• Given text:
--------
The path planning algorithm is programmed in LABVIEW platform on a computer. We use two matrices, one for the map occupancy O, and the other for map trajectory T [9]. The value of the element of the matrix O represents the occupancy of nodes (free, occupied, unknown); for example, if the n node is an obstacle, then the value of the element of matrix O(n) is infinite (in a program, assigned 100); if the m node is a free space, then the value of the element of matrix O(m) is 0. The value of the element of matrix O that represents mobile robot start or goal is 1, and the value of the element of matrix T that expresses the mobile robots trajectory grid is increment by 1 each time robot pass through the node (the values of these elements of the matrices were 0 before mobile robot passes).
--------
• Information supplied:

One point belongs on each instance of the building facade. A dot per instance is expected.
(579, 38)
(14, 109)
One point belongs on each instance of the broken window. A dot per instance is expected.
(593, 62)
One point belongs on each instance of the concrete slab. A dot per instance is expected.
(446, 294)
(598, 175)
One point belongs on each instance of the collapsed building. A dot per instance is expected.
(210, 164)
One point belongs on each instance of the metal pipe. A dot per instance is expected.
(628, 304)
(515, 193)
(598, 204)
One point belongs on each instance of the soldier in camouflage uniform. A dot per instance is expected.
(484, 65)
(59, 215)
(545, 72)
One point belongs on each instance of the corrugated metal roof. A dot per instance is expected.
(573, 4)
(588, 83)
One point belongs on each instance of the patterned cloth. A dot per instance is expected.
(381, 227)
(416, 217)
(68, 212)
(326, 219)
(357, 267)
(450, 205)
--------
• Stated task 1:
Answer from the path planning text:
(a) On what platform is the path planning algorithm programmed?
(b) In the program, what value is assigned to an element of matrix O when its node is an obstacle?
(c) What were the values of the elements of matrix T before the mobile robot passed?
• Stated task 2: Resume the path planning text, starting right after its final sentence.
The records come from a different source than the path planning text.

• Result 1:
(a) LABVIEW, on a computer.
(b) 100.
(c) 0.

• Result 2:
Example 1: A mobile robot is passing through a simple environment with static obstacles, as shown in Fig. 5a. According to the path planning algorithm, the mobile robot will use initial path planning until an obstacle passes. Then, the mobile robot will program new path based on OA* algorithm. Figure 5b gives the path planning result. Where the red square is the position of the goal, the black squares are the positions of the obstacles, and the blue squares show the path planning. The algorithm find an optimal path to the goal through the unknown environment.

Fig. 5
figure 5

Simple environment path planning

Example 2: for improving the feasibility of the algorithm, we use the robot in a small maze Fig. 6a, the result of simulation improve the feasibility of the algorithm in complexes environments Fig. 6b.

Fig. 6
figure 6

Maze path planning

5 Conclusion

This paper presented an algorithm for path planning in an unknown environment based on the metric map. An improvement method for mobile robots path planning was explored. The simulation results have shown that the algorithm is efficient. The path planning algorithm has the following features:

  1. (1)

    Easy to program

  2. (2)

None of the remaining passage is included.